#### RECORDS SUPPLIED

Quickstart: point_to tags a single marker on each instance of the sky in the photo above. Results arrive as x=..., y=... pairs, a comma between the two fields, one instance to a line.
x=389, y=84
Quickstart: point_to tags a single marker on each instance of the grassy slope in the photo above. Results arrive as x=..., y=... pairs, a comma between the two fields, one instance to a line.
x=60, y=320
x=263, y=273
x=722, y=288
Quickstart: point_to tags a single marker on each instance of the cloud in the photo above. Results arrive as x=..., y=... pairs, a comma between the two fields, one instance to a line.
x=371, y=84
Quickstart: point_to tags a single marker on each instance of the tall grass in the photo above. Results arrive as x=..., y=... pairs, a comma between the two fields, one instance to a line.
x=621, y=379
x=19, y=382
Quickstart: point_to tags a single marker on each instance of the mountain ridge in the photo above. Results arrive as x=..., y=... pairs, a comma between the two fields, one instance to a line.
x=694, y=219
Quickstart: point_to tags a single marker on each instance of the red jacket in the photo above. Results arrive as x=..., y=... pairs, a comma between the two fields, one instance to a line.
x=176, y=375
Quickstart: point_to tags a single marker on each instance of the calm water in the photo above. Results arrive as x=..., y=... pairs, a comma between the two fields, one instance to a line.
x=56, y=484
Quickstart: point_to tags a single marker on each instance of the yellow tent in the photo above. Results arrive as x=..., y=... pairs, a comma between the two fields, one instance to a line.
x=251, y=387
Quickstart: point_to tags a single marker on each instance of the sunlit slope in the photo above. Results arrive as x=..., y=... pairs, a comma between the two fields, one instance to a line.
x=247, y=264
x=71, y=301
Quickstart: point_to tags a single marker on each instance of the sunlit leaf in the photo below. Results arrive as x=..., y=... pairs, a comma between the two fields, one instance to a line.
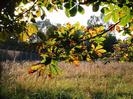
x=107, y=17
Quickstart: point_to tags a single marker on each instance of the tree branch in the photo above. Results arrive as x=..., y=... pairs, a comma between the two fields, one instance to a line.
x=26, y=11
x=104, y=31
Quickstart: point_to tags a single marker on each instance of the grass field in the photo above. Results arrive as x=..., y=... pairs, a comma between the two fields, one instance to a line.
x=88, y=81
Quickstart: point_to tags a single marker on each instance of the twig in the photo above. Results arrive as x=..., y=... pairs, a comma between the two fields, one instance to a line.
x=26, y=11
x=104, y=31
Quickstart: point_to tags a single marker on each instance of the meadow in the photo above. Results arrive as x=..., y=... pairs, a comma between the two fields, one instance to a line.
x=87, y=81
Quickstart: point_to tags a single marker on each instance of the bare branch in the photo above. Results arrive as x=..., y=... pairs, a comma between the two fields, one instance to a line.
x=104, y=31
x=26, y=11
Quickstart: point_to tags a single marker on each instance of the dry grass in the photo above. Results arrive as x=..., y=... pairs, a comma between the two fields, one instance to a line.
x=88, y=81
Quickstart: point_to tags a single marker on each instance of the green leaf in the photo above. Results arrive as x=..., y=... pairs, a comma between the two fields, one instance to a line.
x=125, y=20
x=67, y=5
x=67, y=12
x=81, y=9
x=73, y=11
x=105, y=10
x=115, y=16
x=95, y=7
x=107, y=17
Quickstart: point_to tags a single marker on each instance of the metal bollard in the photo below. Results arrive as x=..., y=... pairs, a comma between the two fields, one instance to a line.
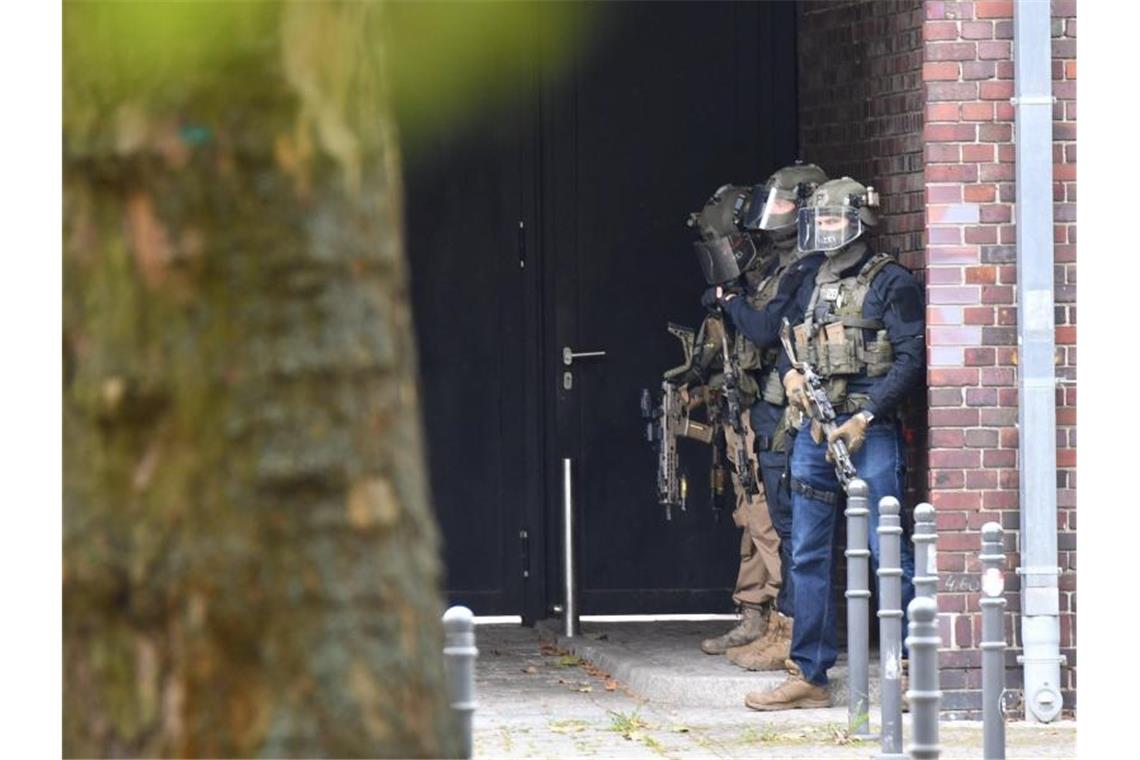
x=858, y=610
x=923, y=693
x=993, y=640
x=890, y=628
x=570, y=626
x=459, y=655
x=926, y=558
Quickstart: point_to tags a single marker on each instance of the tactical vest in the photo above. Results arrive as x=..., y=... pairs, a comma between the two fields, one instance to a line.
x=764, y=360
x=832, y=335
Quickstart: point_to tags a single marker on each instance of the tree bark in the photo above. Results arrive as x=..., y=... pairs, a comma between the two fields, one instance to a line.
x=251, y=563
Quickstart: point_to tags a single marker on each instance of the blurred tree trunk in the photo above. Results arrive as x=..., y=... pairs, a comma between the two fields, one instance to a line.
x=251, y=563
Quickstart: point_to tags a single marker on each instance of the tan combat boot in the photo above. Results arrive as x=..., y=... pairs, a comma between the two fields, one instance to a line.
x=770, y=653
x=790, y=695
x=752, y=624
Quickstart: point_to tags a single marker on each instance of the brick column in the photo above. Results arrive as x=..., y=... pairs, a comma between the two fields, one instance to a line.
x=971, y=316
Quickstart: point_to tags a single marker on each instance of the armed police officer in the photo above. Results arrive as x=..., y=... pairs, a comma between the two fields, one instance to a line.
x=861, y=326
x=773, y=212
x=729, y=256
x=740, y=219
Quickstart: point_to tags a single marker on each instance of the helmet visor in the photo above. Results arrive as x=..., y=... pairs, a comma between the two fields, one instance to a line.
x=772, y=210
x=828, y=228
x=723, y=259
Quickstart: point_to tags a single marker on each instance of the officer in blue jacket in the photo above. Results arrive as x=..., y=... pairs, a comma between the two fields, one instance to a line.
x=861, y=325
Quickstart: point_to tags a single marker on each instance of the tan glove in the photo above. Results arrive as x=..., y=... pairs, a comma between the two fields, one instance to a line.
x=796, y=389
x=853, y=432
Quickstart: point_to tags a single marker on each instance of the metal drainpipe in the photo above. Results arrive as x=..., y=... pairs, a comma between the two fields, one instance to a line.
x=1036, y=382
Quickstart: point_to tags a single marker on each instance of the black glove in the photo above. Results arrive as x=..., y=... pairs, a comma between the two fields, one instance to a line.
x=709, y=300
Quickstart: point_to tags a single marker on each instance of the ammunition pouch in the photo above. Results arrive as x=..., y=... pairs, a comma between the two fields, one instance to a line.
x=833, y=335
x=827, y=497
x=772, y=387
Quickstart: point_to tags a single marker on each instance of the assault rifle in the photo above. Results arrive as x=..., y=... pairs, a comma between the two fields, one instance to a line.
x=821, y=409
x=665, y=423
x=669, y=417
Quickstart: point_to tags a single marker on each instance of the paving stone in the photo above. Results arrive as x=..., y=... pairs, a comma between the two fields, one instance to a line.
x=543, y=714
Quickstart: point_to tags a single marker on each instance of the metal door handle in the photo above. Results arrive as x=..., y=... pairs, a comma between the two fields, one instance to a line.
x=569, y=356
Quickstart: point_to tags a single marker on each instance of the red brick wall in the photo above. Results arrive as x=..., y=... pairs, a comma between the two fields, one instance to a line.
x=914, y=98
x=971, y=317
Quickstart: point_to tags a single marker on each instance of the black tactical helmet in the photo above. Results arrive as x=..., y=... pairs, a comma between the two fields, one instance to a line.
x=725, y=250
x=774, y=204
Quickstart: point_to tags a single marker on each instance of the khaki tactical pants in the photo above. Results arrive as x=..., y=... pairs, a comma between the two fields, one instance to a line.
x=758, y=579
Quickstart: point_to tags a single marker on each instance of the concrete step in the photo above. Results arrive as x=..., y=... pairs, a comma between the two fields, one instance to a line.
x=662, y=662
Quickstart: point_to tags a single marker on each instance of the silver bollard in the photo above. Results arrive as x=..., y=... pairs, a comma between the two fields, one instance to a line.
x=926, y=558
x=890, y=628
x=858, y=610
x=923, y=693
x=570, y=626
x=993, y=640
x=459, y=655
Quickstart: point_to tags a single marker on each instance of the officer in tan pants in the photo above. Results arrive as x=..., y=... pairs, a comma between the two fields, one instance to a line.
x=729, y=254
x=766, y=215
x=758, y=578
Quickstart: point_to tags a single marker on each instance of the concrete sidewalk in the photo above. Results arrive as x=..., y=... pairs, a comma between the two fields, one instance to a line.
x=539, y=700
x=664, y=662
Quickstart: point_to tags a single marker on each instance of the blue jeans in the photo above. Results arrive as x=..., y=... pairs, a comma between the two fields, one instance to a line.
x=881, y=464
x=765, y=418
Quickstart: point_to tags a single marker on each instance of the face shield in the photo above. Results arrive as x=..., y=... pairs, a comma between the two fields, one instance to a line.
x=828, y=228
x=723, y=259
x=771, y=211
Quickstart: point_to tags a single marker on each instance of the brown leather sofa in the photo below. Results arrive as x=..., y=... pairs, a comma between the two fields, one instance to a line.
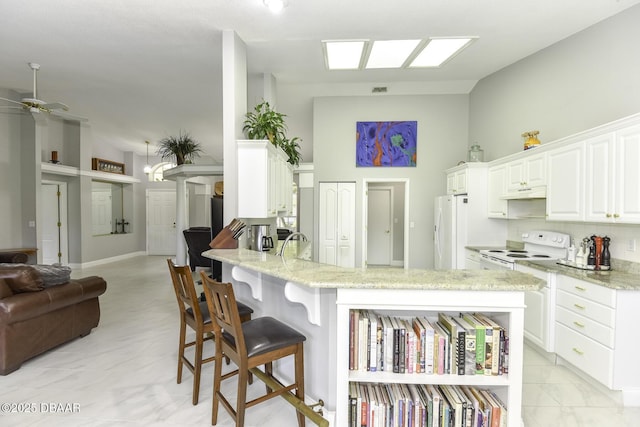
x=36, y=317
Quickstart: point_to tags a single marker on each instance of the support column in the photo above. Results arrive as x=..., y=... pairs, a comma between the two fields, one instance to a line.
x=181, y=219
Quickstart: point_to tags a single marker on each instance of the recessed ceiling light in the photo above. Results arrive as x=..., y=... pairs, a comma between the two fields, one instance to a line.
x=275, y=6
x=390, y=53
x=439, y=50
x=343, y=55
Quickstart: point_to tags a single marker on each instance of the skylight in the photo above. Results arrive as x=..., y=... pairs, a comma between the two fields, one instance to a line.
x=354, y=54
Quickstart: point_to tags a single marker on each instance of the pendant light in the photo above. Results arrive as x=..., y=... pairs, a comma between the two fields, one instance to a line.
x=147, y=167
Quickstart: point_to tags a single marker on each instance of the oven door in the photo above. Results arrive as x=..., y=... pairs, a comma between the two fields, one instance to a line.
x=487, y=262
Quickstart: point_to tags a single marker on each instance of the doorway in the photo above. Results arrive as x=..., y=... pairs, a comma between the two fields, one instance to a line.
x=54, y=239
x=385, y=223
x=161, y=222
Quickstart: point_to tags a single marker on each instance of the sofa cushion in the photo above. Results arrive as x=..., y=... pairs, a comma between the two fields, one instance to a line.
x=51, y=274
x=5, y=290
x=21, y=278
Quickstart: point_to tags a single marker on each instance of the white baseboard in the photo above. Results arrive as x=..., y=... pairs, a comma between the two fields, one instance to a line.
x=107, y=260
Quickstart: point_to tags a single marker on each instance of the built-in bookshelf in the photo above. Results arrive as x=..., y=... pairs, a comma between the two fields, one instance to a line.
x=388, y=384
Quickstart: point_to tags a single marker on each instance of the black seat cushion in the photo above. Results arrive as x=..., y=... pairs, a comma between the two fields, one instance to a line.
x=266, y=334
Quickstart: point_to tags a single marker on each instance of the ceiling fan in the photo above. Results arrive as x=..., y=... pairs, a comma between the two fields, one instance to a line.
x=35, y=105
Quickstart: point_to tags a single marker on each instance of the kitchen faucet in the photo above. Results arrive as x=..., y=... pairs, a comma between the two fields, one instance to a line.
x=289, y=237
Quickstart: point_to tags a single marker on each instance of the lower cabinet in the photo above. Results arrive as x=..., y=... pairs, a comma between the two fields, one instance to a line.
x=596, y=330
x=505, y=308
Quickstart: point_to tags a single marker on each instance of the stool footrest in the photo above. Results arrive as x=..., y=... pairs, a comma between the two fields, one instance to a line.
x=297, y=403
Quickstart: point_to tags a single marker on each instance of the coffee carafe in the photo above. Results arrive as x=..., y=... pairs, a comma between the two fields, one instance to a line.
x=261, y=239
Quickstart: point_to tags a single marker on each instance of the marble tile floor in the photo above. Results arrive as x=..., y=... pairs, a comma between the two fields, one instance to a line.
x=124, y=372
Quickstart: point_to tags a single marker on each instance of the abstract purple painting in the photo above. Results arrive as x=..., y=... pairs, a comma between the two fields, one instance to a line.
x=386, y=144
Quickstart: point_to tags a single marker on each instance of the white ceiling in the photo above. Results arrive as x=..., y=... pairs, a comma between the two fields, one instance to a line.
x=144, y=69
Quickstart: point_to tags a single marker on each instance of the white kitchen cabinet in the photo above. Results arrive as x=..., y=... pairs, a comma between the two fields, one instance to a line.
x=457, y=180
x=595, y=332
x=506, y=308
x=565, y=187
x=539, y=314
x=337, y=223
x=612, y=193
x=526, y=173
x=496, y=188
x=262, y=181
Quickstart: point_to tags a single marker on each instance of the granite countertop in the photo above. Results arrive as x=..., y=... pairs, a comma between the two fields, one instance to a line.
x=613, y=279
x=317, y=275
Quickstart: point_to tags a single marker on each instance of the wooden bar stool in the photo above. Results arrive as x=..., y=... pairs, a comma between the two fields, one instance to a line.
x=195, y=314
x=250, y=344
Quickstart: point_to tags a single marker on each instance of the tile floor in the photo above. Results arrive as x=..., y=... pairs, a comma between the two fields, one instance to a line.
x=124, y=372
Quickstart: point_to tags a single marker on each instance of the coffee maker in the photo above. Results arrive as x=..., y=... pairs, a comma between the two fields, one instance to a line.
x=261, y=239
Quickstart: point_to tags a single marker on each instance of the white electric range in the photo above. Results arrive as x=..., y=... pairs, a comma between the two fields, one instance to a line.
x=538, y=245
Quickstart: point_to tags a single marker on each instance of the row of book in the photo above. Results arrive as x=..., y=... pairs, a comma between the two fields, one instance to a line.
x=465, y=344
x=420, y=405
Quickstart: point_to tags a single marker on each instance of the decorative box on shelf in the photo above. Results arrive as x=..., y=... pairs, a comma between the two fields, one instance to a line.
x=107, y=166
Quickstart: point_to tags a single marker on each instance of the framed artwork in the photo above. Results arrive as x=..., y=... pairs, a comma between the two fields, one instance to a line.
x=386, y=144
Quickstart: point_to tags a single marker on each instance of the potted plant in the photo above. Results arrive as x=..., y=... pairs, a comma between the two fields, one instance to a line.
x=266, y=123
x=183, y=147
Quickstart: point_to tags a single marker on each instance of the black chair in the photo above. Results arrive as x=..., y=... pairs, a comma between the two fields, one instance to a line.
x=198, y=239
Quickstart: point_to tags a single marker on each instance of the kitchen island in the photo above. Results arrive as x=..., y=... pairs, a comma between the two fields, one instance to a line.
x=317, y=300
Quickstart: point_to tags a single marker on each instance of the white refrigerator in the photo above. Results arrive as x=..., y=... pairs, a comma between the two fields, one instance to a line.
x=460, y=221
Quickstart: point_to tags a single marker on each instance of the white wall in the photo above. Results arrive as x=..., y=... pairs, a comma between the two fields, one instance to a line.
x=581, y=82
x=584, y=81
x=442, y=142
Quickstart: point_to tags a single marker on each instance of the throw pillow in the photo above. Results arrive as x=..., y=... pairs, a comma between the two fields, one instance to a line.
x=21, y=278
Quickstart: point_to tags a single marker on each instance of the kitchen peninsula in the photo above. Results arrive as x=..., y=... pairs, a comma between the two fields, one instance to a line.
x=317, y=299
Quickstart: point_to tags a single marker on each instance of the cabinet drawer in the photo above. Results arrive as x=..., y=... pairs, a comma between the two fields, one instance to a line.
x=587, y=308
x=587, y=327
x=585, y=354
x=600, y=294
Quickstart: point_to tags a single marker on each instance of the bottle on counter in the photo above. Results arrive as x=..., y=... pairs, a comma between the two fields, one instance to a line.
x=591, y=258
x=571, y=254
x=606, y=255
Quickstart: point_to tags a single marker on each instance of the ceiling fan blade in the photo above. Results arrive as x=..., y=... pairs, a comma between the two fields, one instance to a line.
x=54, y=106
x=13, y=101
x=68, y=116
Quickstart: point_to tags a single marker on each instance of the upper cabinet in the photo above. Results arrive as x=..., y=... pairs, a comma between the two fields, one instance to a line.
x=565, y=187
x=526, y=173
x=496, y=188
x=457, y=180
x=612, y=192
x=265, y=180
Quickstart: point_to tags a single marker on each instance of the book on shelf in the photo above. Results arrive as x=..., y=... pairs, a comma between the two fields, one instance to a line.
x=469, y=345
x=443, y=349
x=480, y=341
x=353, y=339
x=492, y=360
x=457, y=335
x=372, y=345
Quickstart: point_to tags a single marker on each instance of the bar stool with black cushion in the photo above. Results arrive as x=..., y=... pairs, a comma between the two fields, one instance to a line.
x=195, y=314
x=260, y=341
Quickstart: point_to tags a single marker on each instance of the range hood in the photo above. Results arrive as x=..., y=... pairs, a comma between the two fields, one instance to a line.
x=527, y=193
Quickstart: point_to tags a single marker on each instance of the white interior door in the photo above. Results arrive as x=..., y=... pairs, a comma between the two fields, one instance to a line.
x=161, y=222
x=379, y=226
x=54, y=245
x=101, y=209
x=336, y=219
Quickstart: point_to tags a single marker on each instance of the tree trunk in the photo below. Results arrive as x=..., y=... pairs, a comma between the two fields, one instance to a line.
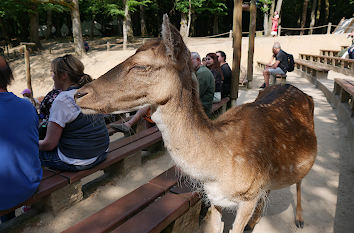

########

WORK TO COMPLETE: Copy out the stretch of items from the line containing "of the bottle" through the line containing "x=260, y=341", word for word, including both end lines.

TASK SOLUTION:
Quickstart: point_to tags a single marker on each instance of the bottle on counter in the photo above. Results arrive as x=..., y=... pairs, a comma between the two fields, one instance to a line.
x=591, y=258
x=571, y=254
x=606, y=255
Quickstart: point_to tags a single marker on each instance of the ceiling fan blade in the photo above. Results arrive as x=..., y=... pairs, a comma between the two fields, one instance to a line.
x=54, y=106
x=13, y=101
x=68, y=116
Quickstart: point_to tags a single marker on each instance of the upper cabinet in the photo above. Results arrive as x=..., y=... pairs, a comma between the two fields, one instance to a line.
x=565, y=187
x=526, y=173
x=496, y=188
x=457, y=180
x=612, y=192
x=265, y=180
Quickstart: point_to tags a single marker on each instance of the book on shelf in the photo above. Results arrive as x=..., y=... pairs, a comma between the two fields, one instance to a line.
x=469, y=345
x=443, y=349
x=480, y=341
x=353, y=339
x=492, y=360
x=457, y=335
x=372, y=345
Quickstart: point_to tags a single marker on each instance of the bar stool with black cushion in the photo above. Results arrive as x=..., y=... pairs, a comma between the two fields, one instance to a line.
x=195, y=314
x=260, y=341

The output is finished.